[Rows from a pointing dataset]
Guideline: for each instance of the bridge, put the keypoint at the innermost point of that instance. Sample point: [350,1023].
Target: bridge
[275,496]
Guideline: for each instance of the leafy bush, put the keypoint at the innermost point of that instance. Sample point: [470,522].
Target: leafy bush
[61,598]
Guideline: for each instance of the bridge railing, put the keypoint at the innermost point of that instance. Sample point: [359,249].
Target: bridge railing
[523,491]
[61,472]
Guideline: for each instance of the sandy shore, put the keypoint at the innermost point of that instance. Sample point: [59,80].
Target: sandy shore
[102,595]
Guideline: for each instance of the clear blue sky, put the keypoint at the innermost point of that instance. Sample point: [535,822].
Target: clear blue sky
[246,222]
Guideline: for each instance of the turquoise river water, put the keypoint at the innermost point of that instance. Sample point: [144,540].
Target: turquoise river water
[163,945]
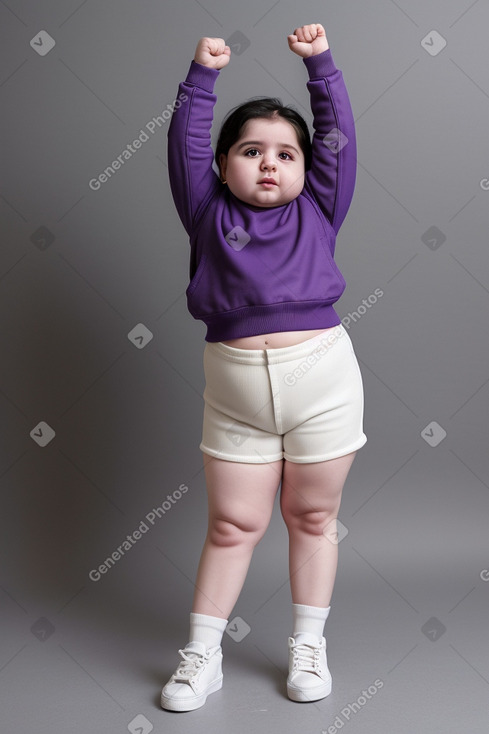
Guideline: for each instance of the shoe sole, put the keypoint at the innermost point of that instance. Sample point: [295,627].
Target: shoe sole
[305,696]
[190,704]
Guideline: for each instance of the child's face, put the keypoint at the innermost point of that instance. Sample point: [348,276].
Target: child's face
[267,149]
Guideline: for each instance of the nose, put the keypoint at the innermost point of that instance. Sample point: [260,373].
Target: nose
[268,163]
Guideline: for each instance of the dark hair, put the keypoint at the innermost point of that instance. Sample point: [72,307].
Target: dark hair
[261,107]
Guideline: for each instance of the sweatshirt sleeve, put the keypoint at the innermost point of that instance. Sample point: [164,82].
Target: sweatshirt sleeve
[331,179]
[192,178]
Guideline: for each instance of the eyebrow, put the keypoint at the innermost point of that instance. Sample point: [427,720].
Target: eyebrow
[260,142]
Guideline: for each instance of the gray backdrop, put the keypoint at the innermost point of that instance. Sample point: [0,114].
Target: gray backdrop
[101,372]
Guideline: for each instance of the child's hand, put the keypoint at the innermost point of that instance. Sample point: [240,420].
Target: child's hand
[308,40]
[212,52]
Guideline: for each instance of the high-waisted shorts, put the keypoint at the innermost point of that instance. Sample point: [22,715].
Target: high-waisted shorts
[303,403]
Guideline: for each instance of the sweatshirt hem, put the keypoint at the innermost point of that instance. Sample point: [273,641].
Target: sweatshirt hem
[255,320]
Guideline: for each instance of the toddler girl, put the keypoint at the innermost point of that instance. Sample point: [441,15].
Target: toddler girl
[284,393]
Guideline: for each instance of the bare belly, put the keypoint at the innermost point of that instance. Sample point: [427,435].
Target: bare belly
[276,340]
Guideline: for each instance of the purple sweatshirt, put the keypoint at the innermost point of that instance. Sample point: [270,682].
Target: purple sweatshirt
[257,270]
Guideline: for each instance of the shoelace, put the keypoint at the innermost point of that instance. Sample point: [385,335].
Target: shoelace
[189,666]
[306,658]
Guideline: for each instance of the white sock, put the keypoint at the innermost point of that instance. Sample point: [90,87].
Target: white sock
[309,620]
[206,629]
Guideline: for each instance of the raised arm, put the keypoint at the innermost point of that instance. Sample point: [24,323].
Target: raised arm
[190,155]
[331,179]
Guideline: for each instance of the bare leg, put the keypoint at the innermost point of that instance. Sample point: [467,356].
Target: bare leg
[310,500]
[240,499]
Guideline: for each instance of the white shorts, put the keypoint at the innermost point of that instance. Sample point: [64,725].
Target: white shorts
[302,403]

## Work to do
Copy the lines of the records verbatim, from the line holding "Guideline: for each instance of the white shorts, put" through the end of the records, including both ends.

## Solution
Guideline: for each instance of the white shorts, put the keypoint at the innermost point of that instance. Sample point: [64,725].
Target: white shorts
[302,403]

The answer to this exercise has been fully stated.